• **Source records**
★ ★ ★ ★
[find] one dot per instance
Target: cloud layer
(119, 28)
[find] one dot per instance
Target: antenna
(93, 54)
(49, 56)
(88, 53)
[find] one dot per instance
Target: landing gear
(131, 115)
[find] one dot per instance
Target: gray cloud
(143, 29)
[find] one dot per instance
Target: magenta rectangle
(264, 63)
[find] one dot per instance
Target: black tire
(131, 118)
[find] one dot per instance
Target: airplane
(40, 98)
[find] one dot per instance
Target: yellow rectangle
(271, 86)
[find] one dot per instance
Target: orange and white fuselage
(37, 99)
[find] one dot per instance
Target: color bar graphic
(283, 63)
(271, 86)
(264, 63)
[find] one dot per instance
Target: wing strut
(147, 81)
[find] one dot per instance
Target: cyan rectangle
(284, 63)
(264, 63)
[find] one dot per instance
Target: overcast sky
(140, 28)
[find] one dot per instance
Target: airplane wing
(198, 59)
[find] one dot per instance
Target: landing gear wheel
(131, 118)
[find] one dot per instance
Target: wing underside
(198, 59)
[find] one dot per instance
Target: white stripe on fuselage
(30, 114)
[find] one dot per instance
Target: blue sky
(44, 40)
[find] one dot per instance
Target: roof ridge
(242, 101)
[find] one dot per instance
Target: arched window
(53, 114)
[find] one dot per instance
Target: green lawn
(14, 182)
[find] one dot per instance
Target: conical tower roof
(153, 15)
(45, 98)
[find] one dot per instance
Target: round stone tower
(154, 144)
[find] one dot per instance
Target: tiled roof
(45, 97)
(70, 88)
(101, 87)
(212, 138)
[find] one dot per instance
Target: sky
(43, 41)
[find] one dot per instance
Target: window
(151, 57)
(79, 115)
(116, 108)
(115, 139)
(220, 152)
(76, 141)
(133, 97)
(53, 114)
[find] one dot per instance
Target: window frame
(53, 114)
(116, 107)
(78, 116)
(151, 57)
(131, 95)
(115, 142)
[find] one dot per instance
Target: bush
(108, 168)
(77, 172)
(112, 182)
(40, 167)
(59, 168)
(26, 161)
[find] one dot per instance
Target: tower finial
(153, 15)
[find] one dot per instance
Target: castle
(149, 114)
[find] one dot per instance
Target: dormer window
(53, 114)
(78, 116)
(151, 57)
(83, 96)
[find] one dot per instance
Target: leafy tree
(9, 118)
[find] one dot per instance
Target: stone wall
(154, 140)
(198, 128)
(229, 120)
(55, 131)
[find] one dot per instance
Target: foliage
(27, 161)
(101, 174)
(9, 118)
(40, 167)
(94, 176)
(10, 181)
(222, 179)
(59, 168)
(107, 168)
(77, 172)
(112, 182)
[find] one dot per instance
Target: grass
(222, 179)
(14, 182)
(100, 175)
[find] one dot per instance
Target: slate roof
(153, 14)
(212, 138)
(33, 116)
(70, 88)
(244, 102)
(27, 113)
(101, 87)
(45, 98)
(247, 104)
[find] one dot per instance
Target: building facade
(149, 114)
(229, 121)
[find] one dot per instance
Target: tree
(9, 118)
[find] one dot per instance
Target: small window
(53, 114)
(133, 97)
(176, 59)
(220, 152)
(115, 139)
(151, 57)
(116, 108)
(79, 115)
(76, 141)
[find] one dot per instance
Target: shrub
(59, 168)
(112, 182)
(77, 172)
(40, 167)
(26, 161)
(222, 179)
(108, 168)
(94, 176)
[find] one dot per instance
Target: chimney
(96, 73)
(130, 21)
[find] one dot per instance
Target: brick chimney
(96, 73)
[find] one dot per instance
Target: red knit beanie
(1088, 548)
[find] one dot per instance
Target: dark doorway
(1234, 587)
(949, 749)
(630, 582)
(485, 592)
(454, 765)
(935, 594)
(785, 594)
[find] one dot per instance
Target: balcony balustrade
★ ★ ★ ★
• **Aim of the task**
What is needed is the data above, output in full and exactly as it stands.

• **The answer**
[find] one dot per instance
Target: cloud layer
(119, 28)
[find] one dot per instance
Target: antenna
(93, 54)
(49, 56)
(88, 53)
[find] one dot per instance
Target: landing gear
(131, 115)
[find] one dot per instance
Target: gray cloud
(143, 29)
[find] one dot per instance
Target: magenta rectangle
(264, 63)
[find] one dot per instance
Target: black tire
(131, 118)
[find] one dot per instance
Target: airplane
(40, 98)
[find] one dot per instance
Target: yellow rectangle
(271, 86)
[find] one dot per instance
Target: orange and white fuselage
(37, 99)
[find] one dot per instance
Target: color bar graphic
(283, 63)
(271, 86)
(264, 63)
[find] one dot per instance
Target: wing strut
(147, 81)
[find] one dot per instance
Target: cyan rectangle
(284, 63)
(264, 63)
[find] one dot per instance
Target: overcast sky
(140, 28)
[find] one dot per instance
Target: airplane wing
(198, 59)
[find] one dot per instance
Target: landing gear wheel
(131, 118)
[find] one dot per instance
Target: wing underside
(198, 59)
[find] one dot per instance
Target: white stripe on fuselage
(30, 114)
[find] one dot per instance
Target: blue sky
(44, 40)
[find] one dot per instance
Target: roof ridge
(242, 101)
[find] one dot per instance
Target: arched window
(53, 114)
[find] one dot per instance
Target: green lawn
(14, 182)
[find] one dot per instance
Target: conical tower roof
(153, 15)
(45, 98)
[find] one dot per instance
Target: round stone tower
(154, 144)
[find] one dot per instance
Target: tiled roof
(45, 97)
(70, 88)
(101, 87)
(212, 138)
[find] one dot per instance
Target: sky
(43, 41)
[find] one dot per instance
Target: window
(151, 57)
(79, 115)
(116, 108)
(115, 139)
(220, 152)
(76, 141)
(133, 97)
(53, 114)
[find] one dot per instance
Target: window frame
(53, 114)
(116, 107)
(78, 116)
(151, 57)
(131, 95)
(115, 142)
[find] one dot per instance
Target: bush
(108, 168)
(77, 172)
(112, 182)
(40, 167)
(59, 168)
(26, 161)
[find] one dot per instance
Target: tower finial
(153, 15)
[find] one dot per instance
Target: castle
(149, 114)
[find] one dot per instance
Target: dormer window
(53, 114)
(78, 116)
(151, 57)
(83, 96)
[find] one dot per instance
Target: leafy tree
(9, 118)
[find] one dot per instance
Target: stone wall
(154, 140)
(198, 128)
(229, 120)
(55, 131)
[find] one dot per instance
Target: foliage
(27, 161)
(101, 174)
(9, 118)
(40, 167)
(94, 176)
(10, 181)
(222, 179)
(59, 168)
(107, 168)
(77, 172)
(112, 182)
[find] one dot per instance
Target: grass
(222, 179)
(14, 182)
(100, 175)
[find] one dot per instance
Target: slate roof
(153, 14)
(212, 138)
(33, 116)
(70, 88)
(244, 102)
(27, 113)
(101, 87)
(45, 98)
(247, 104)
[find] one dot per instance
Target: building facade
(149, 114)
(229, 121)
[find] one dot per instance
Target: tree
(9, 118)
[find] one dot per instance
Target: small window
(53, 114)
(133, 97)
(176, 59)
(220, 152)
(115, 139)
(151, 57)
(116, 108)
(79, 115)
(76, 141)
[find] one dot per instance
Target: shrub
(59, 168)
(112, 182)
(77, 172)
(40, 167)
(26, 161)
(222, 179)
(108, 168)
(94, 176)
[find] one dot per instance
Target: chimney
(96, 73)
(130, 21)
[find] one dot per instance
Target: brick chimney
(96, 73)
[find] one dot per instance
Target: red knit beanie
(1088, 548)
[find] one dot per instance
Target: dark doorway
(1234, 587)
(949, 749)
(630, 582)
(485, 592)
(454, 765)
(935, 594)
(785, 594)
[find] one dot per instance
Target: balcony balustrade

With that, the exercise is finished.